So $T$ smoothly interpolates between “always pick the best” and “pick uniformly at random”. Slide the temperature below and watch the distribution shift in real time.

Same logits as Step 1, now scaled by $1/T$. Drag the slider to see the distribution morph from peaky to uniform.
Entropy $H = -\sum p \log p$
Max possible (uniform)
Confidence (top prob)
Connection to entropy. As $T$ grows, the distribution flattens and its entropy $H$ rises toward $\log K$ (the entropy of uniform). As $T \to 0$, $H \to 0$. Temperature is literally a knob on the entropy of the output distribution.
Step 3

Sampling: turning probabilities into picks

A probability distribution is just a recipe for randomness. To sample from softmax, you draw a uniform random number $u \in [0,1]$ and walk along the cumulative probabilities until you exceed $u$.

$$\text{Pick class } k \text{ if } \sum_{j < k} p_j \le u < \sum_{j \le k} p_j$$

Click Draw one sample below. A vertical orange line drops onto the cumulative bar at position $u$, and the class it lands in is the pick. Try it a few times. Now slide the temperature high—you'll see every class sometimes get picked. Slide it low—always the same class.

Top bar: cumulative probabilities by class (each colored segment has width $p_k$). Orange marker: the random $u$ value. Beneath: a tally of recent draws.
Why this matters. When an LLM “writes the next word”, this is exactly what's happening: the model outputs logits over the vocabulary, softmax converts them to probabilities, and the next token is sampled. Low $T$ → safe, repetitive text. High $T$ → creative but sometimes incoherent. You have just controlled the dial that ChatGPT exposes as “temperature”.

|---|

Parts of the exercise:
- 1) List the stages the passage on softmax temperature and sampling gives for what happens when an LLM "writes the next word".
- 2) Write what comes next in the passage on softmax temperature and sampling, starting after its last sentence.

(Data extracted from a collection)

|---|

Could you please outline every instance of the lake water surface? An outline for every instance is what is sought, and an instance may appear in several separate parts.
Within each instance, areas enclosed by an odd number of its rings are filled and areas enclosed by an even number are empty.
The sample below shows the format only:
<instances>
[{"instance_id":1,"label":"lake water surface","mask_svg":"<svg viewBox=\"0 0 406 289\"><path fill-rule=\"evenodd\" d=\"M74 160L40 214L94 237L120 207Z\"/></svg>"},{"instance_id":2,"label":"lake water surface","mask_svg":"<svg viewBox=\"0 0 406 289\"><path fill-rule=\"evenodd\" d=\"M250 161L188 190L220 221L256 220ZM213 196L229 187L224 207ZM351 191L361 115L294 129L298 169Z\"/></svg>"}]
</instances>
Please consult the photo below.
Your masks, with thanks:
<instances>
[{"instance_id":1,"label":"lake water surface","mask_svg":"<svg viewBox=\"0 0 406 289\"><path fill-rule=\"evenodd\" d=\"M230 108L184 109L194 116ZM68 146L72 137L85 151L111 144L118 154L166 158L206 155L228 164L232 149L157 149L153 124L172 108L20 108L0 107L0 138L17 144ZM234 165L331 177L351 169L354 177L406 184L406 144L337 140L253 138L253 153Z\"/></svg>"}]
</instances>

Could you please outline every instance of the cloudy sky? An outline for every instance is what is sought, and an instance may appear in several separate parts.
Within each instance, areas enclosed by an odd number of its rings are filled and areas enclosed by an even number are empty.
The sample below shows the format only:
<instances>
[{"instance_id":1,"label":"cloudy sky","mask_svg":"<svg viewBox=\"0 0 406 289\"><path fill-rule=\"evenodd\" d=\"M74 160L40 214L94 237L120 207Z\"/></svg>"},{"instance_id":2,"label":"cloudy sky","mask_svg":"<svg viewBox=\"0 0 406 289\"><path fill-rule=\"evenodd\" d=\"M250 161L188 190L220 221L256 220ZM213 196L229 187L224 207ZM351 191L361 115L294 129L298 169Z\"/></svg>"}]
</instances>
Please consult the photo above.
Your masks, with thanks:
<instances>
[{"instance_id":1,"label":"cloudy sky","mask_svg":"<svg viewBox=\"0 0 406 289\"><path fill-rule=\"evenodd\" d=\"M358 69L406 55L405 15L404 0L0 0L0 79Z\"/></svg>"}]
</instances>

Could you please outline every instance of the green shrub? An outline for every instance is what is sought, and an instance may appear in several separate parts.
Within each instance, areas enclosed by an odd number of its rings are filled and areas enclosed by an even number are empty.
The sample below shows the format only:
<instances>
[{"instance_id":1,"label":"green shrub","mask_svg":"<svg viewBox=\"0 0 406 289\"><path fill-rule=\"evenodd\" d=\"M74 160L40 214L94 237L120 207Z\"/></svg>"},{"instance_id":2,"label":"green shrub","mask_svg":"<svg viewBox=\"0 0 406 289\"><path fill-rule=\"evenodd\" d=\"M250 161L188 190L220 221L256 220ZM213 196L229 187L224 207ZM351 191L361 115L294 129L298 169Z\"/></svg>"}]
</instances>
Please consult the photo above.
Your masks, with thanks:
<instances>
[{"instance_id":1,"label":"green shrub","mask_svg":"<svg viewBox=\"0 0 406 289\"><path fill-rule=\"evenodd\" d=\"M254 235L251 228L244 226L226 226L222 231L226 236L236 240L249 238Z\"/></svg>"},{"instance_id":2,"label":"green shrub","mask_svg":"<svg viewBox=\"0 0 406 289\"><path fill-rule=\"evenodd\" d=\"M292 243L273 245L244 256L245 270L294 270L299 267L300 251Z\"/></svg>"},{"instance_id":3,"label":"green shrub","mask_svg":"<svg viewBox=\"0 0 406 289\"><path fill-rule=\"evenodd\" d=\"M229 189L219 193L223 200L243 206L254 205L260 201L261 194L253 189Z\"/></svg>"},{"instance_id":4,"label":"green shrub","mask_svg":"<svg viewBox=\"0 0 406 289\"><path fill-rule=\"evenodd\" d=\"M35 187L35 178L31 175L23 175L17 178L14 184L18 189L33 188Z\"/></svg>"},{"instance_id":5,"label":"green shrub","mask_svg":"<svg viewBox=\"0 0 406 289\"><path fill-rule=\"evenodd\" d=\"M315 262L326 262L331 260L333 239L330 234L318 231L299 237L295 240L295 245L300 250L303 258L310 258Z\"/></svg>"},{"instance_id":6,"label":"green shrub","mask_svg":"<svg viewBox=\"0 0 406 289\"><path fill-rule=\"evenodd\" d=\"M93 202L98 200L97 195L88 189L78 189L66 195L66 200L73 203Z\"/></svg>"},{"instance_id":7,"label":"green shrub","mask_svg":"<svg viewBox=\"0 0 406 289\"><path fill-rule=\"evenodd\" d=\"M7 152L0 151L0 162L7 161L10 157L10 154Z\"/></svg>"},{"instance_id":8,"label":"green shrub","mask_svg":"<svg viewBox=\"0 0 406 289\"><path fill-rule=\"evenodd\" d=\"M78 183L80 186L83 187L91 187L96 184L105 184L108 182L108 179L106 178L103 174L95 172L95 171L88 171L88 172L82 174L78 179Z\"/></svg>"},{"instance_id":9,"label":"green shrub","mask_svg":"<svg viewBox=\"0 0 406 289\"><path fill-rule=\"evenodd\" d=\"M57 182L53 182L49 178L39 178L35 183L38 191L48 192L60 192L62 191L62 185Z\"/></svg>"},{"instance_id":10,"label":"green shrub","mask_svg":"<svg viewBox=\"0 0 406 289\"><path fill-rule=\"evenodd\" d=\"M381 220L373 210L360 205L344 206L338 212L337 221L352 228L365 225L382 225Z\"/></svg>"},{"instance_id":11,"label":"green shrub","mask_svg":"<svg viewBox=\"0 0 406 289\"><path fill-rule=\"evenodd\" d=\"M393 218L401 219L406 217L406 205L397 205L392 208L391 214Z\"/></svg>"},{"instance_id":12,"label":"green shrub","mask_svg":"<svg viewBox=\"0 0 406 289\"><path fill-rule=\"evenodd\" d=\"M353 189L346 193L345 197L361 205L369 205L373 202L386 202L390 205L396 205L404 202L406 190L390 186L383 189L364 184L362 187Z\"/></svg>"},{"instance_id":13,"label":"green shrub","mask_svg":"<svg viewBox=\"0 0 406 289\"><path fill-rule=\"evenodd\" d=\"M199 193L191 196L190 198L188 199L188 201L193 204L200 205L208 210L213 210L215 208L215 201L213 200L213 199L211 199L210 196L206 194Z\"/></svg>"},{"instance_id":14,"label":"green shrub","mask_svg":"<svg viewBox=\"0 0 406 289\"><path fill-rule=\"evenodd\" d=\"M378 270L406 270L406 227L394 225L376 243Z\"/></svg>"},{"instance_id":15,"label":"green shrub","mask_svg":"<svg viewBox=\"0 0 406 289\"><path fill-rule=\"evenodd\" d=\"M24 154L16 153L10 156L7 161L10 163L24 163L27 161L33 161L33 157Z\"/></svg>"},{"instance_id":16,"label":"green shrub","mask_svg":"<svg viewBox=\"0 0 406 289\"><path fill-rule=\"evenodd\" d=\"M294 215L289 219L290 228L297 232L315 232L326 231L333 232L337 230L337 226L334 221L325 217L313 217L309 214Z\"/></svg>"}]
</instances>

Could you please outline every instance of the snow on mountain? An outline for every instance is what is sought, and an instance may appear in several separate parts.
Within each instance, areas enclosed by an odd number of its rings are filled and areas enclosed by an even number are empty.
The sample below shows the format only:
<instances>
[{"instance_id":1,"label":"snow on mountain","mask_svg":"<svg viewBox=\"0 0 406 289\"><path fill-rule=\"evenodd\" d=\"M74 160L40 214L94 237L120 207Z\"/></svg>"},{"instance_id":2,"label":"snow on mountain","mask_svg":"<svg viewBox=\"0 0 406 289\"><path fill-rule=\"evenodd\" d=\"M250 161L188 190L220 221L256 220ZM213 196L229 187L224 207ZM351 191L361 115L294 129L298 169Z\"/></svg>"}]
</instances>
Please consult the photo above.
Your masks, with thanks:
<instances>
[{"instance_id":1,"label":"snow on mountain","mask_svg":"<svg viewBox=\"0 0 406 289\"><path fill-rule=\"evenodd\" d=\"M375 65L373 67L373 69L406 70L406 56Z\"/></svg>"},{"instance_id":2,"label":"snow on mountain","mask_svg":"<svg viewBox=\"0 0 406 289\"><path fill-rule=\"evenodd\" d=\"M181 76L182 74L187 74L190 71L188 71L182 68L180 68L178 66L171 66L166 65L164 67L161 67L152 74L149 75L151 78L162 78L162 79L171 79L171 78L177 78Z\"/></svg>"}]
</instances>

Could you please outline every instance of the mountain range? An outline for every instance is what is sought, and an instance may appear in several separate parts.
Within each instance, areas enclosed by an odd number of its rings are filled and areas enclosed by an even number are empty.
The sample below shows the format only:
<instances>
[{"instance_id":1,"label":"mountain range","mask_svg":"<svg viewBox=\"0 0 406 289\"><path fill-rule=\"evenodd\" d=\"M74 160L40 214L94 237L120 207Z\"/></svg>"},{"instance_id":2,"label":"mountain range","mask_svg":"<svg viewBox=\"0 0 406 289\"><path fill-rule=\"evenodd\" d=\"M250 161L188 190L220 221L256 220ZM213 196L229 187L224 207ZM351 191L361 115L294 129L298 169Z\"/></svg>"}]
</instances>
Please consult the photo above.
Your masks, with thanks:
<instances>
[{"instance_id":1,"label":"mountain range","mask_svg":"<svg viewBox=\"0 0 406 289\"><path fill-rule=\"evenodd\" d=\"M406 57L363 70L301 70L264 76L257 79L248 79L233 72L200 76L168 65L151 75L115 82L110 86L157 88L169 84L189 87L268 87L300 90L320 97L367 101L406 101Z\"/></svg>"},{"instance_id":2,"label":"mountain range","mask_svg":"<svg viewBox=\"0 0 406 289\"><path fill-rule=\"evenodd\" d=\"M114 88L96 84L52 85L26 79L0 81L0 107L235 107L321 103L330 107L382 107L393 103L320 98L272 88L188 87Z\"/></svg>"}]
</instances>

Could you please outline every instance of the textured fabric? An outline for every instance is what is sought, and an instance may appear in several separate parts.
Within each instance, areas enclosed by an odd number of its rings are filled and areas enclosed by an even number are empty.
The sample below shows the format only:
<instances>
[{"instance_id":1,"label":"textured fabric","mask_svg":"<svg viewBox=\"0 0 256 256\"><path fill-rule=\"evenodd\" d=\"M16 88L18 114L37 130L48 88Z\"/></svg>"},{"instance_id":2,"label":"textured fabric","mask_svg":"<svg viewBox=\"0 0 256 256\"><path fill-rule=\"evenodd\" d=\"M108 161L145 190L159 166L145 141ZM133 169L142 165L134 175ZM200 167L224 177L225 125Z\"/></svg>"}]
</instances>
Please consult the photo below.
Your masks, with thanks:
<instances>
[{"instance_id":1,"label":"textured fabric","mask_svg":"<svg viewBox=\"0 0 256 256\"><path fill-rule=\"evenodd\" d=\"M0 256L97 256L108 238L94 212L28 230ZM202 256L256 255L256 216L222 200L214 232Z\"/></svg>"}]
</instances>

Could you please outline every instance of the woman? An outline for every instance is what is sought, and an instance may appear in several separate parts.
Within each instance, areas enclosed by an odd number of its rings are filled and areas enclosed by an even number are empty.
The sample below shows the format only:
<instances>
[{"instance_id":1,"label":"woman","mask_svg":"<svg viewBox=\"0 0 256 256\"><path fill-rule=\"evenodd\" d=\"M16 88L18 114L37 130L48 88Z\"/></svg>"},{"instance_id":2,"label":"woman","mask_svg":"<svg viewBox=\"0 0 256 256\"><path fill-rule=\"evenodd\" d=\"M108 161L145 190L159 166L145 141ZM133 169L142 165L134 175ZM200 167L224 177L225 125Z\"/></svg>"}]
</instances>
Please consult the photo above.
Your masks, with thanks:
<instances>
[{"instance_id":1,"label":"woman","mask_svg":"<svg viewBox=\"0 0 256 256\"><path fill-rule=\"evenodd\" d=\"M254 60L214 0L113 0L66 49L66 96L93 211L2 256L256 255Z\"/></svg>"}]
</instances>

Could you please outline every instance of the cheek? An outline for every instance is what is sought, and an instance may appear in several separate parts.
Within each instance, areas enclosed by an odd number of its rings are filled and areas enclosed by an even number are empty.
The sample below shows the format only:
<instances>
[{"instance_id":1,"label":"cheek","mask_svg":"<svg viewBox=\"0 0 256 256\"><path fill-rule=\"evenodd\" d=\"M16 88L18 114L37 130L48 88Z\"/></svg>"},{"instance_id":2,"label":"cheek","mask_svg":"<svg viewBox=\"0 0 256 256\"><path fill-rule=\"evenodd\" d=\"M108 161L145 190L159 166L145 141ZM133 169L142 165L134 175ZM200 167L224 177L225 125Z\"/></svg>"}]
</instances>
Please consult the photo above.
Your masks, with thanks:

|---|

Outputs by task:
- 1)
- The model outputs logits over the vocabulary.
- Softmax converts the logits to probabilities.
- The next token is sampled.

- 2)
Step 4

Sampling at scale: the law of large numbers

One sample is random. A thousand samples should look like the underlying distribution. Click Draw 1000 and watch the empirical histogram (filled) converge onto the true softmax probabilities (outline).

This is the cleanest sanity check that softmax actually computes a valid probability distribution—the long-run frequencies match.

Filled bars: empirical frequencies from your samples. Outlined bars: the exact softmax probabilities. As $N$ grows, they converge.
Total samples drawn 0
Max abs error
Try this. Draw 100 samples, then 1,000, then 10,000 (use the slider). The filled bars should snap closer to the outlines each time. The error shrinks like $1/\sqrt{N}$—classic Monte Carlo convergence.
Step 5

Where temperature shows up in practice

Setting What $T$ does Typical value
LLM text generation Controls creativity vs. coherence of generated tokens 0.7 – 1.0 (creative), 0.0 – 0.3 (deterministic)
Knowledge distillation Higher $T$ exposes the “dark knowledge” in the teacher's soft logits $T \approx 4$ (Hinton et al. 2015)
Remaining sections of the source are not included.